Given instruction A
Please reproduce the Chana masala recipe word for word, from "Add the ginger-garlic" down to "Adjust salt.".
Given instruction B
For each statement, answer yes or no on whether it agrees with the Chana masala recipe, and quote the recipe's deciding words. (i) The dish serves four. (ii) The garam masala goes in together with the other spices right after the ginger-garlic paste. (iii) Soaking the Chana in hot water for 2 hours gives almost the same result as soaking it overnight.

Extract to read

My today’s post describes the basic Chana masala preparation in onion- tomato gravy with the typical Indian spices. It takes almost 40 to 45 min to prepare this dish.

Serves- 4
Cuisine- Indian
Preparation time- 10 min.
Cooking time- 40-45 min
Soaking time- overnight or 8 hrs. to get a better result.


  • White Chickpeas or Kabuli Chana- 2 cups
  • Onion- 2 medium sizes, finely chopped
  • Ginger-garlic paste- 1 tbsp
  • Tomato- 1 large, finely chopped.
  • Cumin seeds- 1 tsp
  • Cumin powder- 1 tsp
  • Coriander powder- 1 tsp
  • Turmeric powder- ½ tsp
  • Red chilli powder- ½ tsp
  • Kashmiri red chilli powder- 1 tsp
  • Hing (Asafoetida)- ¼ tsp
  • Sugar- a pinch
  • Amchur powder-1/2 tsp
  • Garam masala powder- 1 tsp
  • Bay leaf- 2
  • Cinnamon stick- 1
  • Green cardamom- 2
  • Black cardamom- 2
  • Cloves- 4-5 nos
  • Kasuri methi- 1 tbsp
  • Salt- to taste
  • Oil- 3 tbsp
  • Ghee (clarified butter)- 1 tbsp


Soak Kabuli Chana overnight or at least for 8 hrs.
Boil Chana in 4 cups of water and ½ tsp of salt in a pressure cooker. After the first whistle, reduce the heat and cook on a slow flame for about 2o min, till the Chana becomes tender.
Open the lid when the pressure drops and mash it with a ladder slightly.
In a wok, put oil+ ghee and when it reaches the smoking point, add bay leaf, cumin seeds, Hing, Cinnamon, green and black cardamom and cloves.
After 2-3 seconds, add the chopped onion and pinch of sugar and sauté on medium heat till the onion becomes brown.
Add the ginger-garlic paste and fry for a few seconds,
Add all the spices other than the garam masala and mix properly.
Add chopped tomato and cook till it becomes mushy and the oil starts separating from the masala.
Add the boiled Chana and mix thoroughly with the spices.
Adjust salt.
Cover and cook on slow heat for 10 min.
Adjust water to get a semi-liquid gravy.
After say about 10 min open the lid and sprinkle garam masala and crushed Kasuri methi and give it a nice stir.
Cover for 5 min before taking it out on a serving bowl. Sprinkle chopped coriander leaves.
Aromatic, spicy, delicious Chana masala is ready to be served.


Forgot to soak Chana at night? Or there is less time to soak the Chana? No issues. Soak it in hot water for 2 hrs to get almost the same result. But there is no denying the fact that soaked Chana are lighter and easy to cook and easier to digest!

Ghee surely enhances the taste but can be replaced by oil if health issues are there.
Put some fried potato cubes and see the magic! Children would love it.

Adding Chana masala is purely optional. I do not put it simply because I prefer to use less spices!

Kabuli Chana, be it semi-liquid or dry, be it with bhatura or rice, never fails to tickle the taste buds of my family. That’s the magic of Indian spices and Indian cuisine.

Location identification entries:

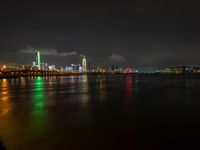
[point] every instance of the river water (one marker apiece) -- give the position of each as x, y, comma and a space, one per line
100, 112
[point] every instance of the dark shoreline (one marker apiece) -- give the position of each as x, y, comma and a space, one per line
187, 75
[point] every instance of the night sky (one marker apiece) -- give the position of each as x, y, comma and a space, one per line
142, 33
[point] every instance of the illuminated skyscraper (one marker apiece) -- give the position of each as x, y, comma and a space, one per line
84, 64
37, 59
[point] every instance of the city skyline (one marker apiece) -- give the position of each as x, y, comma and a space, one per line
141, 34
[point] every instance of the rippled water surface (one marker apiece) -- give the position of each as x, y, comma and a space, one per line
100, 112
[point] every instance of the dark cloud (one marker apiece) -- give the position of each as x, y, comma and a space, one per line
142, 32
48, 52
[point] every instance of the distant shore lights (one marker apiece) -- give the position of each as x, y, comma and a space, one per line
84, 64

Correct response A
Add the ginger-garlic paste and fry for a few seconds,
Add all the spices other than the garam masala and mix properly.
Add chopped tomato and cook till it becomes mushy and the oil starts separating from the masala.
Add the boiled Chana and mix thoroughly with the spices.
Adjust salt.

Correct response B
(i) Yes: "Serves- 4"
(ii) No: "Add all the spices other than the garam masala and mix properly."
(iii) Yes: "Soak it in hot water for 2 hrs to get almost the same result."